Functionaries lower in the party hierarchy, from the Gauleiter on down to the district and local leaders, exploited their respective networks in the same way as the top members of the regime. Wasting public resources, embezzlement, abuse of party funds, shameless greed and crass careerism were part of everyday reality.
125
There was “no combating it,” Fritz Wiedemann reasoned in retrospect, because the Nazified press was not allowed to report on corruption and because Hitler covered up abuses committed by the party’s old guard: “This plague ate its way from the top to the bottom. What was allowable for the bigwigs was also all right for the little guy.”
126


Along with flourishing corruption, another of the most striking characteristics of National Socialist rule was a feverish mania for massive construction projects. From the very beginning, Hitler thought in dimensions that went beyond anything that had previously existed. Size beyond all rational proportion, in Speer’s interpretation of his logic, “would impress and intimidate the people and psychologically secure his own rule and that of his successors.”
127
Nazi architecture was intended as a visual representation of the power of the Third Reich, which Hitler’s genius had built up after a period of Germany’s decline and which he had bestowed as a gift upon its people. The monumental projects he commissioned, Hitler told those attending the Nuremberg rally in 1937, were conceived neither for the year 1940 nor for the year 2000. “They are intended,” Hitler said, “to cast their shadows like the cathedrals of our past into the millennia of the future.”

> [Task data]:
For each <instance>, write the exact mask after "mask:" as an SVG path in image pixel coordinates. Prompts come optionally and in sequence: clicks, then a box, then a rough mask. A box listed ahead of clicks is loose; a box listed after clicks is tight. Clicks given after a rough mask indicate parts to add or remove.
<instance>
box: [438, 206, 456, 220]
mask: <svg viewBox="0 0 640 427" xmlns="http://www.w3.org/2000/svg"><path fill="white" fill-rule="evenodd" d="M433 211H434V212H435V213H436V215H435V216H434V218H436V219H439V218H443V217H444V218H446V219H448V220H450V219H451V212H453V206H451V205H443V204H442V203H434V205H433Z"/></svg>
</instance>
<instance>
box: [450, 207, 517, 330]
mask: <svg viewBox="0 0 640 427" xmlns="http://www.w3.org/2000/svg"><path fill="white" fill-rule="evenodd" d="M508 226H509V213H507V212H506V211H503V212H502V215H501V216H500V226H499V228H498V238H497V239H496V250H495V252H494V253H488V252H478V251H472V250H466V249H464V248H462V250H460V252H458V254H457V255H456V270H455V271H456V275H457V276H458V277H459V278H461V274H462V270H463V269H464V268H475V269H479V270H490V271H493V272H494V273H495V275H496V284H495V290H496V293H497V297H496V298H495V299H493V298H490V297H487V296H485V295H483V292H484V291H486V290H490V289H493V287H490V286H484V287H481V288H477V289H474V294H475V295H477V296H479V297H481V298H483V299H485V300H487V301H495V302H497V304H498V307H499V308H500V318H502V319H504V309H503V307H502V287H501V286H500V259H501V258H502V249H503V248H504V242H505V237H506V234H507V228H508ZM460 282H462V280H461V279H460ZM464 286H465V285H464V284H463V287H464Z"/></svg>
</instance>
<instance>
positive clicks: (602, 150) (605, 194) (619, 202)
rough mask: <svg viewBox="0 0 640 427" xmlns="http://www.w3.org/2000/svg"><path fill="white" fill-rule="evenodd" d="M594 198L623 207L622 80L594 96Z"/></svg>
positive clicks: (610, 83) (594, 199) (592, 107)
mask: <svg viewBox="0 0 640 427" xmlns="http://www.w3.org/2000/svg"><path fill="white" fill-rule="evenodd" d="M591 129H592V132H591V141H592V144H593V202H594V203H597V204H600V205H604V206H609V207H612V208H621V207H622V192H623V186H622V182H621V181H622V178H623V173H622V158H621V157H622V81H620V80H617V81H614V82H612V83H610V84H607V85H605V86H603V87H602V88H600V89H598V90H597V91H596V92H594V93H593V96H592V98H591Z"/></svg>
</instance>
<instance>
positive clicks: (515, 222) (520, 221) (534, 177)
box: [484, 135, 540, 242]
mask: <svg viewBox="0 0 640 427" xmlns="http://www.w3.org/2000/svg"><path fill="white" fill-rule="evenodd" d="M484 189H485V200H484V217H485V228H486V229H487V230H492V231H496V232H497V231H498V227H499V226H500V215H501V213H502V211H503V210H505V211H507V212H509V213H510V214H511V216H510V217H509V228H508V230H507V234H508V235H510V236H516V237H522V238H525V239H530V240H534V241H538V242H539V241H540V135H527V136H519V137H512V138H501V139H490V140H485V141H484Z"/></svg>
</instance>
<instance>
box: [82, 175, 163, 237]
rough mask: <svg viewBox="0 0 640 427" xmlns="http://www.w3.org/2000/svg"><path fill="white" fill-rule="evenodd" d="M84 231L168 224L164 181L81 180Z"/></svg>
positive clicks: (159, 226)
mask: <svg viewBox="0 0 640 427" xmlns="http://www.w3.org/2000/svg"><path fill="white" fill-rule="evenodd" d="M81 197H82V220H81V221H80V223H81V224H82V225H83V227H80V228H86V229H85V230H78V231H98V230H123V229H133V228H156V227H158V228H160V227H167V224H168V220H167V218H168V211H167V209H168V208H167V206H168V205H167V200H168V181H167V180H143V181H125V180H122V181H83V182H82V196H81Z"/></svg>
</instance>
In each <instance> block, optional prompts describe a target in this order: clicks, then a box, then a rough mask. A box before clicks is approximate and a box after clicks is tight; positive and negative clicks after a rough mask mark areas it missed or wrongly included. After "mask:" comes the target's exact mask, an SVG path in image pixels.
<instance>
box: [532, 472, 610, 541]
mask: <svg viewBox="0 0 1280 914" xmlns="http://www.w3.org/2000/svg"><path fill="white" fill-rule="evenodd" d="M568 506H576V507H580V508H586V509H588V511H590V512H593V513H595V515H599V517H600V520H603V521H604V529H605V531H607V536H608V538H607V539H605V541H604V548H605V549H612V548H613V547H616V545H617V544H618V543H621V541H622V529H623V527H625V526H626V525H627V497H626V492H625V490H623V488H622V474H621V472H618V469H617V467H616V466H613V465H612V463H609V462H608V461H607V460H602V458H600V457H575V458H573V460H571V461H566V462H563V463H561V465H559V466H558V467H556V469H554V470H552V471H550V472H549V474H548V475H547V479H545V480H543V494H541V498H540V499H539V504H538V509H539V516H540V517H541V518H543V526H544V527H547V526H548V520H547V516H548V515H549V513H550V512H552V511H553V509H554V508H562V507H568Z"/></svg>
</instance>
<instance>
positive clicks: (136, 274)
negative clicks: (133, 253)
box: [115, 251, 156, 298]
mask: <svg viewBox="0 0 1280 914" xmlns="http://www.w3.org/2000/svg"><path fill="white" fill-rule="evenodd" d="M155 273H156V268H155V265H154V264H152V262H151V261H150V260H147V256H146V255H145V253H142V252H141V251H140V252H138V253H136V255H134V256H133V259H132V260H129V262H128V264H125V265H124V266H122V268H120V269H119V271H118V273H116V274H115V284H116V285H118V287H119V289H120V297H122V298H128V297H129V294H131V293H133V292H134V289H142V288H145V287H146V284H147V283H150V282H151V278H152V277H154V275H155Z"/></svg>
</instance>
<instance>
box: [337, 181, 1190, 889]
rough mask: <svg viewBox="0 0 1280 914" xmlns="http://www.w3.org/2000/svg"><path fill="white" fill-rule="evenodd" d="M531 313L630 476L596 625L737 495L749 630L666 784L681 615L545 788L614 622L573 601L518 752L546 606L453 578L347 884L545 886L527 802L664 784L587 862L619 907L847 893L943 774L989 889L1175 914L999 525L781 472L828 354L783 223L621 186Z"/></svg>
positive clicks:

> [Prompt A]: Rewrite the entries from the start through the line containing "box: [438, 206, 456, 220]", inclusive, with "exact mask" changed to "precise mask" and nothing else altered.
> [Prompt B]: Carry on the passage about corruption and building projects under Nazi rule from the point where it stops.

> [Expected answer A]:
For each <instance>, write the precise mask after "mask:" as an SVG path in image pixel coordinates. Prompts come optionally and in sequence: clicks, then a box, then a rough mask. A box listed ahead of clicks is loose; a box listed after clicks is tight. Clicks given after a rough mask indicate parts to add or remove.
<instance>
box: [438, 206, 456, 220]

> [Expected answer B]:
128
One had to build “on as large a scale as technically possible,” he declared on another occasion, “and for all of eternity!”
129

By no means did such megalomaniacal visions first crystallise in Hitler’s crude world view after 1933. On the contrary, they originated in ideas he had developed in the first volume of
Mein Kampf
while still an inmate in Landsberg. In that book, he had lamented that “today’s big cities…do not have any landmarks that dominate the entire look of the city…and could be seen as emblems of an entire era.” He contrasted this with the example of ancient and medieval cities, which contained monuments, be they the Acropolis or Gothic cathedrals, “constructed for eternity, not for the moment, because they were intended to reflect the greatness and significance of a society and not the wealth of an individual owner.”
130

At the time when Hitler wrote these words, he complained to his fellow inmate Hess “how few monumental structures we will leave to prosperity aside from a few commercial skyscrapers.” There was “nothing comparable to our cathedrals that belonged to and unified the collective,” Hitler carped, adding: “Here, too, Germany must take the lead.” He then presented his astonished disciple with sketches for a gigantic domed building, which was to serve as a conference space for “great national celebration.” Even if such an expensive project would not meet with general understanding, and narrow-minded philistines would complain, Hitler believed that “generations to come would understand it—man doesn’t live from bread alone, and neither does the nation.”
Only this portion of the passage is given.